■ Supplied information:
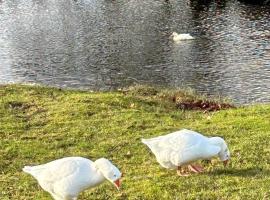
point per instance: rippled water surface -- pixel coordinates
(106, 44)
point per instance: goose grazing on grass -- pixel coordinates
(178, 37)
(65, 178)
(182, 148)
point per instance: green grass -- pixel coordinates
(39, 124)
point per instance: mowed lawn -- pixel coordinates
(39, 124)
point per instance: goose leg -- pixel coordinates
(195, 168)
(181, 172)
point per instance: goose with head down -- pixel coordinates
(182, 148)
(65, 178)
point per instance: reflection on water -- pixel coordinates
(102, 44)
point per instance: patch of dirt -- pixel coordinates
(18, 105)
(203, 105)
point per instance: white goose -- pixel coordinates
(184, 36)
(65, 178)
(181, 148)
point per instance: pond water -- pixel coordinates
(109, 44)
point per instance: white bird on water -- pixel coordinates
(65, 178)
(182, 148)
(178, 37)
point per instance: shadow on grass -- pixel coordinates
(249, 172)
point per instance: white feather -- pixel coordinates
(183, 147)
(65, 178)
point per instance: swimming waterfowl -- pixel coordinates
(65, 178)
(184, 36)
(182, 148)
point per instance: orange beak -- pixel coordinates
(117, 183)
(225, 162)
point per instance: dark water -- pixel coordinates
(106, 44)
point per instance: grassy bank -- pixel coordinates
(40, 124)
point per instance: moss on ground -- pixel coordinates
(40, 124)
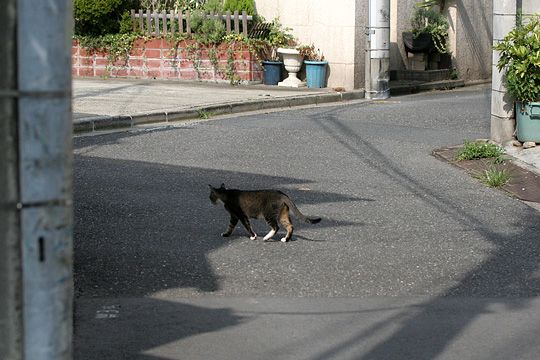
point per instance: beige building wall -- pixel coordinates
(334, 27)
(338, 29)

■ Activity: Transcribe every entry word for word, but omit the pictures.

■ Output for this task:
point per instance: rippled water surface -- pixel coordinates
(106, 44)
point per instance: goose grazing on grass -- pixel coordinates
(178, 37)
(65, 178)
(182, 148)
point per instance: green grass -- pixel coordinates
(39, 124)
point per instance: mowed lawn -- pixel coordinates
(39, 124)
point per instance: goose leg -- pixel coordinates
(195, 168)
(181, 172)
point per instance: goose with head down -- pixel coordinates
(182, 148)
(65, 178)
point per instance: reflection on water -- pixel coordinates
(102, 44)
point per instance: patch of dirt -- pixel coordinates
(18, 105)
(203, 105)
point per instance: white goose -- pixel coordinates
(184, 36)
(65, 178)
(181, 148)
point per instance: pond water -- pixel coordinates
(109, 44)
point per instance: white bird on water -- pixel coordinates
(65, 178)
(182, 148)
(178, 37)
point per instance: shadow on grass -- pixel coordinates
(249, 172)
point per instance: white feather -- pixel coordinates
(183, 147)
(65, 178)
point per instance: swimming waterfowl -- pixel coordinates
(65, 178)
(184, 36)
(182, 148)
point per instance: orange beak -- pixel coordinates
(117, 183)
(225, 162)
point per instance: dark water -- pixel coordinates
(106, 44)
point per instance: grassy bank -- pixel coordinates
(40, 124)
point per instance: moss on ground -- pixel coordinates
(40, 124)
point per instance: beige building wall -- pixel coordinates
(334, 27)
(338, 29)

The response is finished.